INPUT DATA START
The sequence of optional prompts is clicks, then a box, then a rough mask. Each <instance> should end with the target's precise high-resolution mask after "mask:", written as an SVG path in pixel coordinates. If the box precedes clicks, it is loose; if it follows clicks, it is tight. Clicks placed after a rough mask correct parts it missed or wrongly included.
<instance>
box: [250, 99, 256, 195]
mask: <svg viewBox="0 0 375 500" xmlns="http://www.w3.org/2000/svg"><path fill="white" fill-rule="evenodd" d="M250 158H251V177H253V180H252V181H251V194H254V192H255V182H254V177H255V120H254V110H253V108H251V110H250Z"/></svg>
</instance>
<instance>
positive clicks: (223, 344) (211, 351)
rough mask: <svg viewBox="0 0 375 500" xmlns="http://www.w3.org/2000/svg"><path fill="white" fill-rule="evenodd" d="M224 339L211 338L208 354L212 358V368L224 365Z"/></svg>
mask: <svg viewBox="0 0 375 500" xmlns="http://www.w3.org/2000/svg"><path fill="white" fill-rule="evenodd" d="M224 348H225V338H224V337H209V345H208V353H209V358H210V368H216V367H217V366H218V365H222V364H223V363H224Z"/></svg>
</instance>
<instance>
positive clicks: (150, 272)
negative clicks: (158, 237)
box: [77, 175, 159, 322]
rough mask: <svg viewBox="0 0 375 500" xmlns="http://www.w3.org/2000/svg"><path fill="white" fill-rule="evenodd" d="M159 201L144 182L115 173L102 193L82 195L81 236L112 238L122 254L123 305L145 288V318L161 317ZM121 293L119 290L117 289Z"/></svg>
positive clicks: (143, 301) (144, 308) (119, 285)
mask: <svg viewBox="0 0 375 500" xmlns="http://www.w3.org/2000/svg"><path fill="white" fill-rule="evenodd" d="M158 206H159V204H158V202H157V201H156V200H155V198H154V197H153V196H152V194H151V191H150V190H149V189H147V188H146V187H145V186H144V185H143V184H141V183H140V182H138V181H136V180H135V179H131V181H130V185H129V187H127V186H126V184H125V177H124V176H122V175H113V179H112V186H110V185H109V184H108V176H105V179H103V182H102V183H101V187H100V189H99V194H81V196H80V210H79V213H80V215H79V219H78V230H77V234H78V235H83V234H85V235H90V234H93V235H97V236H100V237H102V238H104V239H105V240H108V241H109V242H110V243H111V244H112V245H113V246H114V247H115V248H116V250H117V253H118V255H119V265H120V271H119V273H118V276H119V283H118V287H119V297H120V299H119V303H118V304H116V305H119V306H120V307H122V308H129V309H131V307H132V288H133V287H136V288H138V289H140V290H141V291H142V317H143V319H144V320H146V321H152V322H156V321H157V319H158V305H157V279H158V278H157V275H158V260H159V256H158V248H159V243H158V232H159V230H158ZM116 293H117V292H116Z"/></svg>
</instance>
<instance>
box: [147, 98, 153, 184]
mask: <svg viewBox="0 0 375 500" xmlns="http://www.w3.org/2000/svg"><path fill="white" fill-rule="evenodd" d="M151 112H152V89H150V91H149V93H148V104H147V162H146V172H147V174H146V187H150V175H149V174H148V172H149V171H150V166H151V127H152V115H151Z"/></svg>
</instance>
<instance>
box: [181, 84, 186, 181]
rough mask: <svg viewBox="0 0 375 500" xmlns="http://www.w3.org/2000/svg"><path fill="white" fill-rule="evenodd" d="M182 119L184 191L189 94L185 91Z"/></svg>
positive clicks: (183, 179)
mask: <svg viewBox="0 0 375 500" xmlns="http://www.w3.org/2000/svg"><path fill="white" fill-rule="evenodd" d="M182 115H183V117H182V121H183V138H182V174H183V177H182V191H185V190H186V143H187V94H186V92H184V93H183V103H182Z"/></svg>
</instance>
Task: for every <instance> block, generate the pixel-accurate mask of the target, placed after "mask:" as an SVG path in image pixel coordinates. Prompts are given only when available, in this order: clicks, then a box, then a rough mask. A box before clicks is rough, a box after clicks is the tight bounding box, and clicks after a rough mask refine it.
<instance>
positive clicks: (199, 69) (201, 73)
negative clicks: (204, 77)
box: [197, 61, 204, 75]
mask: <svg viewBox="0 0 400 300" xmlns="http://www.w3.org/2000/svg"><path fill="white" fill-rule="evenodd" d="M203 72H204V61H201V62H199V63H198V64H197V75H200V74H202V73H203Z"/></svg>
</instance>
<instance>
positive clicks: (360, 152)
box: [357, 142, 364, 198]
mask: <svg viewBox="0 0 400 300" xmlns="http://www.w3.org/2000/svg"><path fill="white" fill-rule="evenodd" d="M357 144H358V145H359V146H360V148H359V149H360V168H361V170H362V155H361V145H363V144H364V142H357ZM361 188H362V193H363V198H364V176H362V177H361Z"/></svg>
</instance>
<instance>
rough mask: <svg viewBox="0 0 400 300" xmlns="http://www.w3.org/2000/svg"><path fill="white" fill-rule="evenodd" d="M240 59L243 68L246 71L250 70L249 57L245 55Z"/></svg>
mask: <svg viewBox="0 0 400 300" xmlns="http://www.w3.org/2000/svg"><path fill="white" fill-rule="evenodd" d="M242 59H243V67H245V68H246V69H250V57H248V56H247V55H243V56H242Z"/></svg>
INPUT DATA END
PROBLEM :: Format every line of the items above as a JSON list of strings, one string per line, leaving out blank lines.

SOLUTION ::
[
  "The sequence of optional prompts is clicks, then a box, then a rough mask. Each <instance> should end with the target's precise high-resolution mask after \"mask:\", written as an SVG path in pixel coordinates. If the box precedes clicks, it is loose; if it follows clicks, it is tight. Clicks placed after a rough mask correct parts it missed or wrongly included.",
  "<instance>",
  "box: [250, 99, 256, 195]",
  "mask: <svg viewBox=\"0 0 375 500\" xmlns=\"http://www.w3.org/2000/svg\"><path fill=\"white\" fill-rule=\"evenodd\" d=\"M250 158H251V177H253V180H252V181H251V194H254V192H255V182H254V177H255V120H254V110H253V108H251V110H250Z\"/></svg>",
  "</instance>",
  "<instance>",
  "positive clicks: (223, 344) (211, 351)",
  "rough mask: <svg viewBox=\"0 0 375 500\" xmlns=\"http://www.w3.org/2000/svg\"><path fill=\"white\" fill-rule=\"evenodd\" d=\"M224 339L211 338L208 354L212 358V368L224 365Z\"/></svg>",
  "mask: <svg viewBox=\"0 0 375 500\" xmlns=\"http://www.w3.org/2000/svg\"><path fill=\"white\" fill-rule=\"evenodd\" d=\"M224 348H225V338H224V337H209V345H208V353H209V358H210V368H216V367H217V366H218V365H222V364H223V363H224Z\"/></svg>",
  "</instance>",
  "<instance>",
  "positive clicks: (150, 272)",
  "negative clicks: (158, 237)",
  "box: [77, 175, 159, 322]",
  "rough mask: <svg viewBox=\"0 0 375 500\" xmlns=\"http://www.w3.org/2000/svg\"><path fill=\"white\" fill-rule=\"evenodd\" d=\"M159 201L144 182L115 173L102 193L82 195L81 236L112 238L122 254L123 305L145 288V318L161 317ZM121 293L119 290L117 289Z\"/></svg>",
  "positive clicks: (143, 301) (144, 308) (119, 285)",
  "mask: <svg viewBox=\"0 0 375 500\" xmlns=\"http://www.w3.org/2000/svg\"><path fill=\"white\" fill-rule=\"evenodd\" d=\"M158 206H159V204H158V202H157V201H156V200H155V198H154V197H153V196H152V194H151V191H150V190H149V189H147V188H146V187H145V186H144V185H143V184H141V183H140V182H138V181H136V180H135V179H131V181H130V185H129V187H127V186H126V184H125V177H124V176H122V175H113V179H112V186H110V185H109V184H108V176H105V179H103V182H102V183H101V187H100V189H99V194H81V196H80V210H79V213H80V215H79V219H78V230H77V234H78V235H83V234H85V235H90V234H93V235H97V236H100V237H102V238H104V239H105V240H108V241H109V242H110V243H111V244H112V245H113V246H114V247H115V248H116V250H117V253H118V255H119V265H120V271H119V273H118V276H119V283H118V287H119V297H120V299H119V303H118V304H116V305H119V306H120V307H122V308H129V309H131V307H132V288H133V287H136V288H138V289H140V290H141V291H142V317H143V319H144V320H146V321H152V322H156V321H157V319H158V305H157V279H158V278H157V275H158V260H159V256H158V248H159V243H158V232H159V230H158ZM116 293H117V292H116Z\"/></svg>",
  "</instance>",
  "<instance>",
  "box: [147, 98, 153, 184]",
  "mask: <svg viewBox=\"0 0 375 500\" xmlns=\"http://www.w3.org/2000/svg\"><path fill=\"white\" fill-rule=\"evenodd\" d=\"M151 112H152V89H150V91H149V93H148V104H147V162H146V172H147V174H146V187H150V175H149V174H148V172H149V171H150V166H151V127H152V115H151Z\"/></svg>",
  "</instance>",
  "<instance>",
  "box: [181, 84, 186, 181]",
  "rough mask: <svg viewBox=\"0 0 375 500\" xmlns=\"http://www.w3.org/2000/svg\"><path fill=\"white\" fill-rule=\"evenodd\" d=\"M182 119L184 191L189 94L185 91Z\"/></svg>",
  "positive clicks: (183, 179)",
  "mask: <svg viewBox=\"0 0 375 500\" xmlns=\"http://www.w3.org/2000/svg\"><path fill=\"white\" fill-rule=\"evenodd\" d=\"M182 115H183V117H182V121H183V138H182V174H183V177H182V191H185V190H186V143H187V94H186V92H184V93H183V103H182Z\"/></svg>",
  "</instance>",
  "Task: for every <instance> block, generate the pixel-accurate mask of the target, placed after \"mask:\" as an SVG path in image pixel coordinates. Prompts are given only when available, in this order: clicks, then a box, then a rough mask. A box before clicks is rough, a box after clicks is the tight bounding box, and clicks after a rough mask refine it.",
  "<instance>",
  "positive clicks: (199, 69) (201, 73)",
  "negative clicks: (204, 77)",
  "box: [197, 61, 204, 75]",
  "mask: <svg viewBox=\"0 0 400 300\" xmlns=\"http://www.w3.org/2000/svg\"><path fill=\"white\" fill-rule=\"evenodd\" d=\"M203 72H204V61H201V62H199V63H198V64H197V75H200V74H202V73H203Z\"/></svg>",
  "</instance>",
  "<instance>",
  "positive clicks: (360, 152)",
  "box: [357, 142, 364, 198]",
  "mask: <svg viewBox=\"0 0 400 300\" xmlns=\"http://www.w3.org/2000/svg\"><path fill=\"white\" fill-rule=\"evenodd\" d=\"M357 144H358V145H359V146H360V148H359V149H360V168H361V170H362V155H361V145H363V144H364V142H357ZM361 188H362V193H363V198H364V176H362V177H361Z\"/></svg>",
  "</instance>",
  "<instance>",
  "rough mask: <svg viewBox=\"0 0 400 300\" xmlns=\"http://www.w3.org/2000/svg\"><path fill=\"white\" fill-rule=\"evenodd\" d=\"M240 59L243 68L246 71L250 70L249 57L245 55Z\"/></svg>",
  "mask: <svg viewBox=\"0 0 400 300\" xmlns=\"http://www.w3.org/2000/svg\"><path fill=\"white\" fill-rule=\"evenodd\" d=\"M242 59H243V67H245V68H246V69H250V57H248V56H247V55H243V56H242Z\"/></svg>"
]